[Data entries]
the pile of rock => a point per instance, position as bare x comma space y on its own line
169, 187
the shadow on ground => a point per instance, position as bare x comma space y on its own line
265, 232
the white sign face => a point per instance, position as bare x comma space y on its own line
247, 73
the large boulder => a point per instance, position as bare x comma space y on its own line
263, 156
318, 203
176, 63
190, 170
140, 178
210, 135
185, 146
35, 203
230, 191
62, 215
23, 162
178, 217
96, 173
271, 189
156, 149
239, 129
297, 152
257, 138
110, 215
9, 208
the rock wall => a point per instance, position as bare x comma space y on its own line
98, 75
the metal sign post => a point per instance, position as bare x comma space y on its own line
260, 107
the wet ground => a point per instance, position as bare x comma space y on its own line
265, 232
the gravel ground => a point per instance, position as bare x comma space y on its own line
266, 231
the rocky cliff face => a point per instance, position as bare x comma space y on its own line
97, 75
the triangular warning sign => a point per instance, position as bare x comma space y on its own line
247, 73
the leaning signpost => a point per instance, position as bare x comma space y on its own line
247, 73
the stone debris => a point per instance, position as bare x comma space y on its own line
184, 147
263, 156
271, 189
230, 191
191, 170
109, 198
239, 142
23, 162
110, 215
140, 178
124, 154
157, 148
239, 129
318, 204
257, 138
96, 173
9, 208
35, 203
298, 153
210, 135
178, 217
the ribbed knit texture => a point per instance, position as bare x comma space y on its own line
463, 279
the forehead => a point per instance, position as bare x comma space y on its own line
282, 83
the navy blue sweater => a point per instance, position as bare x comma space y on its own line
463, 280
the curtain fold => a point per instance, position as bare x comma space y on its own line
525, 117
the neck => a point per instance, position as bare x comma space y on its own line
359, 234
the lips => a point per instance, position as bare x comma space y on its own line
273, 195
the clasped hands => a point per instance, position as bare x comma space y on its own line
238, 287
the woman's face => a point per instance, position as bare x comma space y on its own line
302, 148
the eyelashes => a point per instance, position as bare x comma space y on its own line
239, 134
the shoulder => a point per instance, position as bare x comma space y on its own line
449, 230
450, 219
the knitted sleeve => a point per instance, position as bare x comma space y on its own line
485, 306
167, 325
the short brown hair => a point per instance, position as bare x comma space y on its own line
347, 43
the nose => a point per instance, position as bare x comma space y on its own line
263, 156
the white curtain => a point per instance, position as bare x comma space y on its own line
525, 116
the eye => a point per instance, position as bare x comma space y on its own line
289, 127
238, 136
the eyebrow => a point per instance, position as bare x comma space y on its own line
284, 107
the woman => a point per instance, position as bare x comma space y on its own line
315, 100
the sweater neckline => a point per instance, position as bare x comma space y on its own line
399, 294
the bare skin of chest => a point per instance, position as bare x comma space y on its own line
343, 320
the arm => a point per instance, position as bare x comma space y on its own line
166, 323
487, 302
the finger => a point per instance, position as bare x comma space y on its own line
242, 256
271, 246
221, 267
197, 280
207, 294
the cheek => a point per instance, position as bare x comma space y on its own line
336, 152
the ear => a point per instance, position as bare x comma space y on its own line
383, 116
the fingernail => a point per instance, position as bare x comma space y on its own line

## What you have to do
Start copying at the line that contains "the arm => a" and stop after the last line of the records, keeping every line exactly.

## Task response
the arm => a point per instance, position as bare x comma space y on its own line
166, 323
487, 302
the finger => a point per instance, position as bare x comma space y on its own line
242, 256
271, 246
221, 267
197, 280
207, 294
the cheek => a point per instance, position as bare x comma space y on its own line
336, 152
the ear => a point per instance, position as bare x comma space y on its own line
383, 116
the fingernail => a point per instance, position as bare x comma space y on its own line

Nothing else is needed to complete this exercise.